#### Exercise requirements:
Render every entry exactly as it appears.

:: Information supplied

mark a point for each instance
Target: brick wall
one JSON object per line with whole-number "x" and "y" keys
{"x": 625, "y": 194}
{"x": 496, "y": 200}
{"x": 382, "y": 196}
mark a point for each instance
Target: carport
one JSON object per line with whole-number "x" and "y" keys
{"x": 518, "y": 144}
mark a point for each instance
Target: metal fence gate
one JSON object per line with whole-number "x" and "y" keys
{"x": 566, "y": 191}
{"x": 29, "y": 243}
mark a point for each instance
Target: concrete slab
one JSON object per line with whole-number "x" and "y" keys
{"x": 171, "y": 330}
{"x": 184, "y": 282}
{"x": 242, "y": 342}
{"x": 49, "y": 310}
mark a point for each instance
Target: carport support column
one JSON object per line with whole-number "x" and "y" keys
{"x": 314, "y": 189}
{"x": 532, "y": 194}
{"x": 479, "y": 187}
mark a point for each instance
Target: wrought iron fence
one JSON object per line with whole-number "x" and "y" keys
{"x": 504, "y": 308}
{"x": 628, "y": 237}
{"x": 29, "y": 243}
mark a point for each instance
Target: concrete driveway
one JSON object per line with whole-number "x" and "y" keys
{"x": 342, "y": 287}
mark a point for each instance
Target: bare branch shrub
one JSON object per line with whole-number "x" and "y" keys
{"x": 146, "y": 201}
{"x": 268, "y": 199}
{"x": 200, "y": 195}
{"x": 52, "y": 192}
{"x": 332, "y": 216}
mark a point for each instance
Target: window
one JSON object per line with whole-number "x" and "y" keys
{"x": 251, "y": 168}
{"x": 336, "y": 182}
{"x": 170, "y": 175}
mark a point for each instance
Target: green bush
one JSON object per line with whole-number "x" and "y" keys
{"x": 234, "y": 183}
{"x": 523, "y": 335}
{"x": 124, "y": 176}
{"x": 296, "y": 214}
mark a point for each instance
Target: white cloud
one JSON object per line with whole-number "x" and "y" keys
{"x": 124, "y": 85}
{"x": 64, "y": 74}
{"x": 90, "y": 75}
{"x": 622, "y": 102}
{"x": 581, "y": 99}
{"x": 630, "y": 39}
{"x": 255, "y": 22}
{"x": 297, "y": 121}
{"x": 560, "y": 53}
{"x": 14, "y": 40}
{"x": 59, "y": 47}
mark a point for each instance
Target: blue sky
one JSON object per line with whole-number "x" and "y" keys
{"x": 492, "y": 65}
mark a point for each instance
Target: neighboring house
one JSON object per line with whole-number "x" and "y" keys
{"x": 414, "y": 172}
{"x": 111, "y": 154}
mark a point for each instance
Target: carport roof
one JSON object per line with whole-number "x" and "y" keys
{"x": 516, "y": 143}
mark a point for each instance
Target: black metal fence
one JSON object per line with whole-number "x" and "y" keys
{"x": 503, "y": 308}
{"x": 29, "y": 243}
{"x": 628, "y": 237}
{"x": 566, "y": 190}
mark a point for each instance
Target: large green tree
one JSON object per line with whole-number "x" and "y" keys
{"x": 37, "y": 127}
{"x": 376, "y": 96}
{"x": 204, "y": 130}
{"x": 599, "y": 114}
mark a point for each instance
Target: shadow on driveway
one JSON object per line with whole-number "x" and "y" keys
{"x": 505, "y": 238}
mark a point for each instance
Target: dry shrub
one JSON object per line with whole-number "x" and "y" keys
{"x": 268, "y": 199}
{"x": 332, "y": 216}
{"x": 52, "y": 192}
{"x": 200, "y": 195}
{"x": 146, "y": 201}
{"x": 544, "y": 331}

::::

#### Solution below:
mark a point for each instance
Target: brick wall
one JSON object per line with whole-number "x" and "y" keys
{"x": 625, "y": 194}
{"x": 496, "y": 200}
{"x": 382, "y": 196}
mark a point for each instance
Target: carport
one JSON object per line with whole-number "x" and "y" keys
{"x": 518, "y": 144}
mark a point for each instance
Target: metal fence gate
one JSON object per line with whole-number "x" and "y" keys
{"x": 566, "y": 191}
{"x": 29, "y": 243}
mark a point for each instance
Target: concrete slab
one JSON object per line with whole-number "x" and "y" keys
{"x": 171, "y": 330}
{"x": 184, "y": 282}
{"x": 242, "y": 342}
{"x": 49, "y": 310}
mark a point for each instance
Target: carport support column
one JSON object per line with whole-number "x" and "y" keys
{"x": 314, "y": 189}
{"x": 532, "y": 194}
{"x": 479, "y": 187}
mark a point for each instance
Target: wrought iron fence
one JSON object per line with whole-number "x" and "y" keys
{"x": 504, "y": 308}
{"x": 628, "y": 237}
{"x": 29, "y": 243}
mark a point for each instance
Target: concrete driveway
one JSON object per line with whole-number "x" and "y" keys
{"x": 342, "y": 287}
mark a point for each instance
Target: bare branch shrub
one JSON object per line with whole-number "x" and "y" keys
{"x": 146, "y": 201}
{"x": 268, "y": 199}
{"x": 200, "y": 195}
{"x": 52, "y": 192}
{"x": 332, "y": 216}
mark a point for each instance
Target: window
one JSON object per line with whole-number "x" and "y" keys
{"x": 251, "y": 168}
{"x": 336, "y": 182}
{"x": 170, "y": 175}
mark a point for each instance
Target: green bush
one JSON object per line with whole-number "x" and "y" keys
{"x": 234, "y": 183}
{"x": 523, "y": 335}
{"x": 124, "y": 176}
{"x": 296, "y": 214}
mark a point for each instance
Target: white cloud
one JSON object per line with whole-number "x" and "y" keys
{"x": 124, "y": 85}
{"x": 64, "y": 74}
{"x": 90, "y": 75}
{"x": 622, "y": 102}
{"x": 581, "y": 99}
{"x": 630, "y": 39}
{"x": 255, "y": 22}
{"x": 297, "y": 121}
{"x": 560, "y": 53}
{"x": 14, "y": 40}
{"x": 59, "y": 47}
mark a point for each instance
Target: blue sky
one JSON object per line with whole-number "x" and "y" keys
{"x": 492, "y": 65}
mark a point for each instance
Target: neighboring house
one JSON object per line with whole-number "x" and "y" keys
{"x": 414, "y": 172}
{"x": 111, "y": 154}
mark a point for each instance
Target: carport roof
one JSON object per line with whole-number "x" and "y" keys
{"x": 516, "y": 143}
mark a point for each instance
Target: black metal fence
one JSON object per line with whole-number "x" and "y" keys
{"x": 503, "y": 308}
{"x": 29, "y": 243}
{"x": 628, "y": 237}
{"x": 566, "y": 190}
mark a point for each instance
Target: large green tree
one JSON object per line with whole-number "x" and "y" keys
{"x": 37, "y": 127}
{"x": 376, "y": 96}
{"x": 204, "y": 130}
{"x": 599, "y": 114}
mark a point for each instance
Target: shadow on driveway
one JSON object per line with whole-number "x" and "y" keys
{"x": 505, "y": 238}
mark a point for each instance
Target: dry shrub
one JSON object per line with whole-number "x" and "y" keys
{"x": 268, "y": 199}
{"x": 332, "y": 216}
{"x": 52, "y": 192}
{"x": 200, "y": 195}
{"x": 146, "y": 201}
{"x": 544, "y": 331}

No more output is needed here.